#### [Task objective]
Pick out each line in the records below that contains the word "white", and copy those lines without changes.

#### [Given data]
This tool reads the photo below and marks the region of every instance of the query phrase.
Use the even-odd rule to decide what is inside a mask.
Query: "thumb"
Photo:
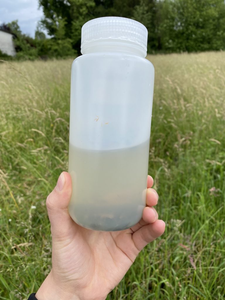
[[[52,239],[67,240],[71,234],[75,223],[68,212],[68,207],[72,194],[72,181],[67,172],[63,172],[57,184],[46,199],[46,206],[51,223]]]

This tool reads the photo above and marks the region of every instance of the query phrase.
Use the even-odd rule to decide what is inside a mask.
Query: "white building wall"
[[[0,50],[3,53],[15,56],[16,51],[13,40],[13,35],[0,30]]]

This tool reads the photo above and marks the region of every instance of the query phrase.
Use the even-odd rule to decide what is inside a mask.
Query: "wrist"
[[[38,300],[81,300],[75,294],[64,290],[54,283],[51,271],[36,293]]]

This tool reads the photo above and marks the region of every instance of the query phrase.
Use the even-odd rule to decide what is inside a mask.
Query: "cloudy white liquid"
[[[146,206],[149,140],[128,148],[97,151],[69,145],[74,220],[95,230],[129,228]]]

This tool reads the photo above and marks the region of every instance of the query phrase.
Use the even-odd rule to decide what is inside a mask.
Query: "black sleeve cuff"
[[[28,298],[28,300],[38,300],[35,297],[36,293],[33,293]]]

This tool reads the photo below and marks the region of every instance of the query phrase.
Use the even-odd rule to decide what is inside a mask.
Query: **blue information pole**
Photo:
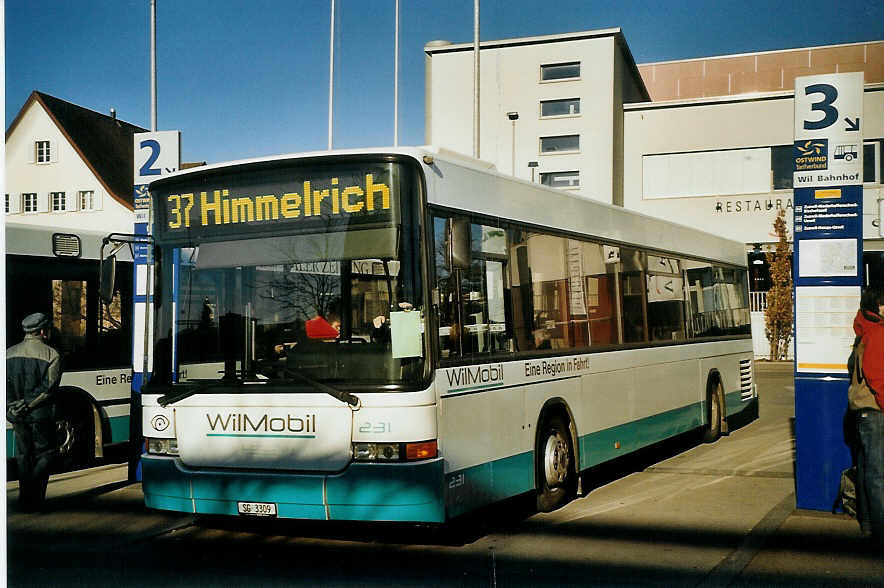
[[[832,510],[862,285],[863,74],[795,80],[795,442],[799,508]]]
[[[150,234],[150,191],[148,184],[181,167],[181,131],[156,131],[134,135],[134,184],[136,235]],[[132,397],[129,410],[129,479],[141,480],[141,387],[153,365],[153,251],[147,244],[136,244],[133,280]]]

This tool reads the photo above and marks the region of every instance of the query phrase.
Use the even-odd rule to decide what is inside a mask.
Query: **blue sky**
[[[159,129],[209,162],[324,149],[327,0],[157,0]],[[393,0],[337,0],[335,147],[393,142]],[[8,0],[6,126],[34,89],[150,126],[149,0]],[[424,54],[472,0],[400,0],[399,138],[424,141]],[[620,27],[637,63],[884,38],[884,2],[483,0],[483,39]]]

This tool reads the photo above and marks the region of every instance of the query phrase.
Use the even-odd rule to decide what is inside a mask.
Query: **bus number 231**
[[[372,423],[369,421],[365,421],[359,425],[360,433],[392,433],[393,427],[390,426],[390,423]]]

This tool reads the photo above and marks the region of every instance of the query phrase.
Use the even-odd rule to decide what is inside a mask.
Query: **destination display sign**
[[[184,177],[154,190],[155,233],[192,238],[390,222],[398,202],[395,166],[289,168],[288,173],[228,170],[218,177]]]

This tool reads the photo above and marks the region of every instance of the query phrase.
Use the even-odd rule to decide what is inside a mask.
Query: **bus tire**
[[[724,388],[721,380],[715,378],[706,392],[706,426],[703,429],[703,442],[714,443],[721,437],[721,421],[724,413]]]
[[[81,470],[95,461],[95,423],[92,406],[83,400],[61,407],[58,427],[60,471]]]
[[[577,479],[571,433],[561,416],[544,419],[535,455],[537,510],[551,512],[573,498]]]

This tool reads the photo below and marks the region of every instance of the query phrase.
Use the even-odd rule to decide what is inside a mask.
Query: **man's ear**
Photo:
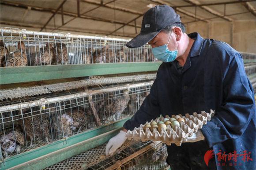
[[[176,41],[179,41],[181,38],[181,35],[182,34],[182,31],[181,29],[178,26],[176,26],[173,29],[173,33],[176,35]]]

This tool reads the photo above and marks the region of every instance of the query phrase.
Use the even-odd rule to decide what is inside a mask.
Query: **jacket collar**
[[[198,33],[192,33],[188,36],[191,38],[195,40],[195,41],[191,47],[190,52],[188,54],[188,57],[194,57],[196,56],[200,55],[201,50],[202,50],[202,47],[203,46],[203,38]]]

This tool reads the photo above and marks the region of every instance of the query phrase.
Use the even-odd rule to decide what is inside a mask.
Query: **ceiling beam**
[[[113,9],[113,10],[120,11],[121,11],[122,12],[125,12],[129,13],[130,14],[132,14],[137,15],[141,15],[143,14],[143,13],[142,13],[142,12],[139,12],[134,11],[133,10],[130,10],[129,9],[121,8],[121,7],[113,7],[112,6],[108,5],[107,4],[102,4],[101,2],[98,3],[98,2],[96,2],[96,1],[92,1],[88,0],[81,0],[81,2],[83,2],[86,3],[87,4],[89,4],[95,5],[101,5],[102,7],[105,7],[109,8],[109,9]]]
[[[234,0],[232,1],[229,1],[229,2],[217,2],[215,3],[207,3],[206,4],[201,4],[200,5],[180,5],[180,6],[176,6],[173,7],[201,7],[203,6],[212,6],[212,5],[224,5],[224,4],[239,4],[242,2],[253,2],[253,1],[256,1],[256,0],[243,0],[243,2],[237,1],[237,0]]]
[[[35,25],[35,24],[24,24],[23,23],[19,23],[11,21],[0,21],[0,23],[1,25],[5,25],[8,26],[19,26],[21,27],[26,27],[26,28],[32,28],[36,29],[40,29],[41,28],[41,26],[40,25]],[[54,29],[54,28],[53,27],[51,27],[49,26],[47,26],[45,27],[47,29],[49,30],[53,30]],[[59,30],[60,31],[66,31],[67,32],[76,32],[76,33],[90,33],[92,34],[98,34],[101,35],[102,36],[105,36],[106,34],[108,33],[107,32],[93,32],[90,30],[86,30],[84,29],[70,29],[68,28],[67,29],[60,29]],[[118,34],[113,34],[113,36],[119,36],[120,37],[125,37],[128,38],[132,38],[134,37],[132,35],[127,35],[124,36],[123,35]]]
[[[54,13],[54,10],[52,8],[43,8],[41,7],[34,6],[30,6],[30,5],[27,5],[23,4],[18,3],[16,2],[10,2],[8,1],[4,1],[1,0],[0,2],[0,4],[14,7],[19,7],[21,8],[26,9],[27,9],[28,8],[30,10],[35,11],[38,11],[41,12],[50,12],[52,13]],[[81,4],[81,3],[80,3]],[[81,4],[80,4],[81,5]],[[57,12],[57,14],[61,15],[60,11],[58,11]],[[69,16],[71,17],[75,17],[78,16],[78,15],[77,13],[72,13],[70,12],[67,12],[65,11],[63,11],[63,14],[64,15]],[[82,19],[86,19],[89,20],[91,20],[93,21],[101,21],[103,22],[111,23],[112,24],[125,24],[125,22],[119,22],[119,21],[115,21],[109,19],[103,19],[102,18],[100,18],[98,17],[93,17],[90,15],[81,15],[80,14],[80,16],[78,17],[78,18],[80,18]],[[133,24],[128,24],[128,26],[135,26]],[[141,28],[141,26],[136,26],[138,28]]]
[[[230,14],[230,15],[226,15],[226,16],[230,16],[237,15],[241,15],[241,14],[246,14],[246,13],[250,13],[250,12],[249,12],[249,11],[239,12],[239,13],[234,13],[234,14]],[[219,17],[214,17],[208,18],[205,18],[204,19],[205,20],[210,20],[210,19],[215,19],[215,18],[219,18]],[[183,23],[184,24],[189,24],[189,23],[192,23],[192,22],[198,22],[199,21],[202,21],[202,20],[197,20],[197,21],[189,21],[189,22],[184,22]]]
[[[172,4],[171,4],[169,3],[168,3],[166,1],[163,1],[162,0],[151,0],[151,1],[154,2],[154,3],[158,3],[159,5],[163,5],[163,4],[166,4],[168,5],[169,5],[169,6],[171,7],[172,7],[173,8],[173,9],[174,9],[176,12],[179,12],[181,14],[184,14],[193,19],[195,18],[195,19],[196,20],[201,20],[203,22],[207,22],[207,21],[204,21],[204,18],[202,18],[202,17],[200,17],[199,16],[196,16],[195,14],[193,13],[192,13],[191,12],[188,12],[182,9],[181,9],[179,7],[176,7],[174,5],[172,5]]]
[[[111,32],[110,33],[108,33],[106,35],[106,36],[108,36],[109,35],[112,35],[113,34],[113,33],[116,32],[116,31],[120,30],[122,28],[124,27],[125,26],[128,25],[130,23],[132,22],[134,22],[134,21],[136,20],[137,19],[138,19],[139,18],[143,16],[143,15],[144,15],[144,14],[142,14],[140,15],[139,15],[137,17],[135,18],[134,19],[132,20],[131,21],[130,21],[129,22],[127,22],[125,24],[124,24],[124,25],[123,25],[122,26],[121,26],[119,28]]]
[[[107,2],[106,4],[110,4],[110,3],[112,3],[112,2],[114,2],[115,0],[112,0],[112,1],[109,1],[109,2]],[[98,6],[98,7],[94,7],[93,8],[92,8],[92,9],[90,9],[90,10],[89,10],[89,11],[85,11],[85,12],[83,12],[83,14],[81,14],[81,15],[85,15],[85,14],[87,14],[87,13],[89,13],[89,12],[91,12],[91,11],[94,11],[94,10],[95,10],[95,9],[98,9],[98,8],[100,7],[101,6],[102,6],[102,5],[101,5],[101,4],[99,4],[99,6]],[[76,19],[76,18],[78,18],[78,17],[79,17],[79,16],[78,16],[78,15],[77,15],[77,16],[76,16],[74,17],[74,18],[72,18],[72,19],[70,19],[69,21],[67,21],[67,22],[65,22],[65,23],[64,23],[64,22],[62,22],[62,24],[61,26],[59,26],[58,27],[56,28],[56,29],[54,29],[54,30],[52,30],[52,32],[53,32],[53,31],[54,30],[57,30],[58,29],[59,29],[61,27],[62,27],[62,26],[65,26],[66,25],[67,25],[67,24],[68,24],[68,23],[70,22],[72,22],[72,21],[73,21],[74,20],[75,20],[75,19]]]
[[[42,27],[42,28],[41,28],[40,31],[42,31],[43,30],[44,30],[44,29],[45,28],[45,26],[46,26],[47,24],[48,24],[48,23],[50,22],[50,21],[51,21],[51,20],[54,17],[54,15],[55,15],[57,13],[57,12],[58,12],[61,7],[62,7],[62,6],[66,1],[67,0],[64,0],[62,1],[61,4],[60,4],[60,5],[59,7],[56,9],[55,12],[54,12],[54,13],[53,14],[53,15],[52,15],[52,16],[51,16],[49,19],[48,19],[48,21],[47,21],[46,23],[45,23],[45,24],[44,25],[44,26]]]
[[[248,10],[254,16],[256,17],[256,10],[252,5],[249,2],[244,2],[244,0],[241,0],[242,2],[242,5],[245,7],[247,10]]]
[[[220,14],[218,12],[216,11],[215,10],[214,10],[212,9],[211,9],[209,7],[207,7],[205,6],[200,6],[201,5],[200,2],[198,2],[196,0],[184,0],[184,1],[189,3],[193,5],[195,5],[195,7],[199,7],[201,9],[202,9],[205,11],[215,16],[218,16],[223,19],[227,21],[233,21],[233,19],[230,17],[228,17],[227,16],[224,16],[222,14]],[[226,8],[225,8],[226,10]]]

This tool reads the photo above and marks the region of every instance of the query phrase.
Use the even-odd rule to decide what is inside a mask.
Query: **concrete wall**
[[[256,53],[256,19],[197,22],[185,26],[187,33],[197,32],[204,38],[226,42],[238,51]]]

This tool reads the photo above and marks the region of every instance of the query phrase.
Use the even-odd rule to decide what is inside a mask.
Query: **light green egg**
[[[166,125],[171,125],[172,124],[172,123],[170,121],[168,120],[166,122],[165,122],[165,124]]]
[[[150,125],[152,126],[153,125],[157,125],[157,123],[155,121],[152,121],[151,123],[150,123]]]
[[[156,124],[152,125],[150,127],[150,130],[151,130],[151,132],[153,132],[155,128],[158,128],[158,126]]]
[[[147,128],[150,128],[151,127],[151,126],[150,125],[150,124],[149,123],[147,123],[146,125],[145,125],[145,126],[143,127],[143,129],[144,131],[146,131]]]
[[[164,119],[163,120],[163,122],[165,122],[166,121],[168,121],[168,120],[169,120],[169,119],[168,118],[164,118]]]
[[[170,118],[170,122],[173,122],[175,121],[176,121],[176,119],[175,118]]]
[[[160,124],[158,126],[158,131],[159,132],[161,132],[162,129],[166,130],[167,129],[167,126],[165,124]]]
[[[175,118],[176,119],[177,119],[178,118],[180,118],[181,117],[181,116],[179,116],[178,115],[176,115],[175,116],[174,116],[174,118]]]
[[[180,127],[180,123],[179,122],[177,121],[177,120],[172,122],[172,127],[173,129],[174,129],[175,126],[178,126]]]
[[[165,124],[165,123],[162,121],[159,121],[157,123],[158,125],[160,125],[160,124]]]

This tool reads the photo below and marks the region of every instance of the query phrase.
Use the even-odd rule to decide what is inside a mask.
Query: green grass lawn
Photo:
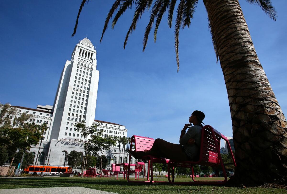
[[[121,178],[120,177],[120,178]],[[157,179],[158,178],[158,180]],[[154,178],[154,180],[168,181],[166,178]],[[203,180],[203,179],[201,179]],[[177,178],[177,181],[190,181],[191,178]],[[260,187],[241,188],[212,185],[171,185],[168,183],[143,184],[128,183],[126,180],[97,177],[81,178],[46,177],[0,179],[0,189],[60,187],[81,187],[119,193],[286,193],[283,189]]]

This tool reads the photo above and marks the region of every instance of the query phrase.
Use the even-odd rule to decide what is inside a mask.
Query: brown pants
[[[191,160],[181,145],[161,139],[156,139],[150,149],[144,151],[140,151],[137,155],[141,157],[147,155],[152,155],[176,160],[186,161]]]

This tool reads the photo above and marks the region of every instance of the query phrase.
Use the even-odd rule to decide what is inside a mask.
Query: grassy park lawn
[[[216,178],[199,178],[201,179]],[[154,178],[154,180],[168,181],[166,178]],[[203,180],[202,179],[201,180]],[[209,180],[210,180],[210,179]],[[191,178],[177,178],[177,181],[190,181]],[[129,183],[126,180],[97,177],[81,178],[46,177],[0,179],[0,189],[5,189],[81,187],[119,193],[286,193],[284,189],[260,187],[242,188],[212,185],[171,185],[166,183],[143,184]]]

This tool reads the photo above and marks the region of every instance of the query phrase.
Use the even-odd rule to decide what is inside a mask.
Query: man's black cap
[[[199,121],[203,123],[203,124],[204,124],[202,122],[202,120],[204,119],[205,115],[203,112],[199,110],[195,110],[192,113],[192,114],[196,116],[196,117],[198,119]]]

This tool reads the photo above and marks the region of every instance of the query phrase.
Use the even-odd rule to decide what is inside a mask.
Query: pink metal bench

#### [Completed exercise]
Query: "white building wall"
Query: "cloudy white liquid"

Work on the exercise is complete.